Document section ▸
• Skip to primary navigation
  • Skip to main content
  • Feature
  • Review
  • News
  • Archive
  • Things We Like
  • Shop
Mellaney Roberts, Waar Bloed Nie Loop Nie, 2025

Sacred Earth:

Mellaney Roberts’ ‘Waar Bloed Nie Loop Nie’ at Berman Contemporary

A review by Zada Hanmer on the 5th of August 2025. This should take you 4 minutes to read.

Berman Contemporary
28.06 - 24.08.2025

Mellaney Roberts’ solo exhibition at Berman Contemporary, ‘Waar Bloed Nie Loop Nie’, explores how clay can be used as a mnemonic agent, moulding and keeping memories of a personal and collective history that is innately connected with the land in the Eastern Cape, where Roberts is from. Roberts’ identity as a Coloured person is central to the works. She traces lines of connection back to the communities in her home town of Baviaanskloof. She writes, “The making begins with contemplating my lineage, my ancestral knowledge and ultimately my becoming.” Roberts’ work, therefore, becomes archaeological and provides sites for excavation, both emotional and ontological.

The exhibition is grounded by a central work, The Ancestor, which features a conical sculpture resting on a bed of red sand, circled by what appear to be short wooden rods. On closer inspection, it becomes clear that the rods themselves are made of clay, but have been moulded, fired, and painted to have the appearance of burnt wood. Herein lies the depth of Roberts’ technical skill with her preferred medium.

Clay is a significant component of the artist’s creative practice. The medium itself involves a transformation, both chemically and aesthetically – the wet clay is moulded and becomes dried clay, which in turn becomes ceramic after firing. The use of sand, water, and fire to create the works evokes a sense of connectedness with the Earth and with the land where Roberts comes from in the Eastern Cape. She writes, “These sculptures and installations explore the intersection of the tangible and the intangible memories that bind me to the Baviaanskloof.” Clay holds the memory of the hands that moulded it during the first stages of its being. Fingerprints are left behind, while the fingers and palms begin to press, pull, and flatten the wet clay into an alternate form. In a way, clay as a medium is a mnemonic device in the sense that memory is directly enacted in its moulding. Memory manifests as a physical object. The clay begins as something else and is eventually wrought into a different shape that it must remember.

Records provided ▸
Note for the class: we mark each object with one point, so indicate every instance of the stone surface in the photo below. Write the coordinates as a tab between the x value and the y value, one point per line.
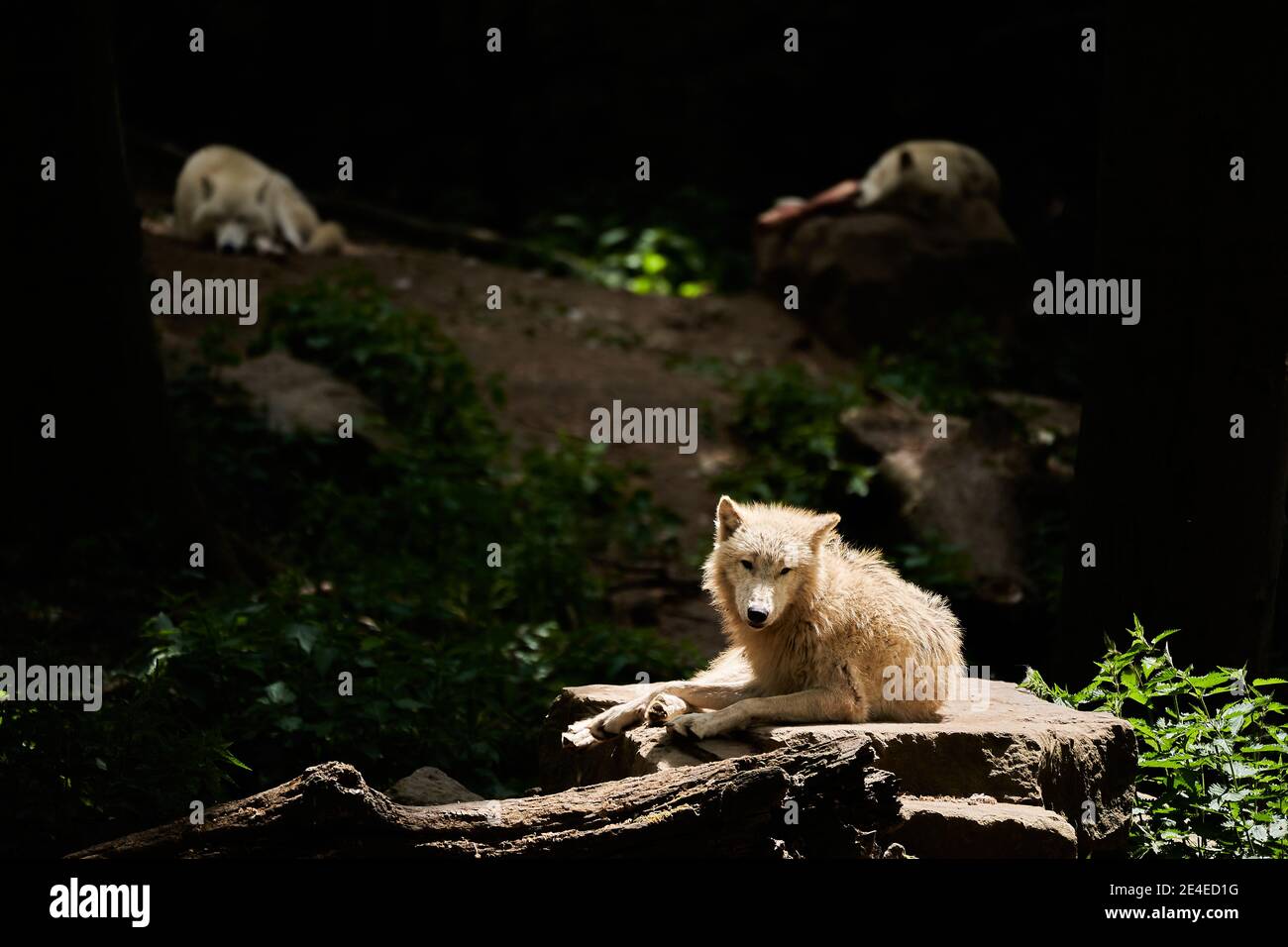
1003	744
430	787
964	488
965	828
868	275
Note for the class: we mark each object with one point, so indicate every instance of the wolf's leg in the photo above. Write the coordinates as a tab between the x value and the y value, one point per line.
684	696
803	706
725	682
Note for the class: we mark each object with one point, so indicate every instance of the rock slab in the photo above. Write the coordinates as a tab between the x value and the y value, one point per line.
1001	744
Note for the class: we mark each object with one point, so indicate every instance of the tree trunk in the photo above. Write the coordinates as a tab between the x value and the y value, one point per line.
80	343
729	808
1186	521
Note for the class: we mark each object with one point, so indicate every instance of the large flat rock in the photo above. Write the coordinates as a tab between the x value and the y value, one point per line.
1003	744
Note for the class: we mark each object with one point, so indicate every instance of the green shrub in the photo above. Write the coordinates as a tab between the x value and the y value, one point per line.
380	570
1214	751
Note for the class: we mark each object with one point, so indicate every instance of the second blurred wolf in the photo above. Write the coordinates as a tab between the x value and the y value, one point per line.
227	197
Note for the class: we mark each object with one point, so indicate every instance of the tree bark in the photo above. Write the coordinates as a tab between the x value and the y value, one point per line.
730	808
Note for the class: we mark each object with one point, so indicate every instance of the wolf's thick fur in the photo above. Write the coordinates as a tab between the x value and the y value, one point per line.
226	196
815	629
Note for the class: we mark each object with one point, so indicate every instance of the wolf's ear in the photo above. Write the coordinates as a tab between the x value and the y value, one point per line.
823	525
728	518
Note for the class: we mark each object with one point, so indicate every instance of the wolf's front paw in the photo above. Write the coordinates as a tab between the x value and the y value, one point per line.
700	725
606	724
665	706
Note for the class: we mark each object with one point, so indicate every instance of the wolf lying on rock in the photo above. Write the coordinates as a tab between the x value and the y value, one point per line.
819	633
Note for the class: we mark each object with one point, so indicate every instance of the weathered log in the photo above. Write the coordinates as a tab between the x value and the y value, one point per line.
738	806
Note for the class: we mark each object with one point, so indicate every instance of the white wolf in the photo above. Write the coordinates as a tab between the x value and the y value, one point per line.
903	179
816	629
226	196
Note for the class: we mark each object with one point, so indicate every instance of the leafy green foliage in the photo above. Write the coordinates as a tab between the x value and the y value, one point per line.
380	570
1214	751
790	425
649	261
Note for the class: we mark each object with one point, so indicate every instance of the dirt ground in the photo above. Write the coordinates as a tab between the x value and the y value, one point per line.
562	348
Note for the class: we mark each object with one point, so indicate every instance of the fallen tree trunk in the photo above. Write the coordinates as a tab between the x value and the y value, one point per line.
739	806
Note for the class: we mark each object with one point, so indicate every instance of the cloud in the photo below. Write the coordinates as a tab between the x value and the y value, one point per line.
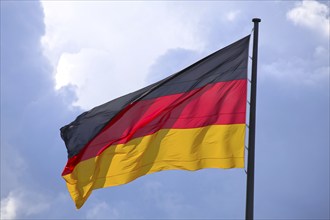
311	14
23	203
232	15
92	46
169	203
102	210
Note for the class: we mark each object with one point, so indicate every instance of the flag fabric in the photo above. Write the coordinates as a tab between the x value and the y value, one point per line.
191	120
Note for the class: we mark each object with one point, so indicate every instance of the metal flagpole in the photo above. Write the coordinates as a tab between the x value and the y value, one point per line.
252	125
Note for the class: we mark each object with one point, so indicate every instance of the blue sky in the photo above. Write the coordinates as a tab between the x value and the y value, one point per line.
59	59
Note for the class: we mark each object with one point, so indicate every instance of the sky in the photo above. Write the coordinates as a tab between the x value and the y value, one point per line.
61	58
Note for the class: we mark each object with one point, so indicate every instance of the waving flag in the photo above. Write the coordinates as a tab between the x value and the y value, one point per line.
191	120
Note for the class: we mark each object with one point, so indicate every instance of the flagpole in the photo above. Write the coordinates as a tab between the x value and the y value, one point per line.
252	125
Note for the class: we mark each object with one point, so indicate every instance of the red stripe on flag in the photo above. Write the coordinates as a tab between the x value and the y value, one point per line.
218	103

To be done ▸
A. According to the exhibition review, what is the central work of the show called?
B. Revise the listing from the line with "instance of the sky" up to and including its final line, replacing "Note for the class" with "Note for the group" and leaving everything else unchanged.
The review text and the listing come from separate, unrelated sources.

Final results ▸
A. The Ancestor

B.
Note for the group: we mark each object with one point, so indicate every instance of the sky in the photo above. Write the coordinates as a tab between the x value and the y value, one point per line.
61	58
Note for the group: we mark each object with one point, so indicate every instance of the waving flag in the photo above. Write the coordinates as a tab between the x value and the y value, one point per line.
191	120
Note for the group: we mark each object with one point, so indicate every instance of the flagpole in the photo above. Write the coordinates as a tab between the x value and the y value, one point per line.
252	125
Note for the group: we mark each object with one point, so indicate every instance of the red stripe on flag in the photo above. Write the coordinates as a tab between the x value and the y value, one point per line.
218	103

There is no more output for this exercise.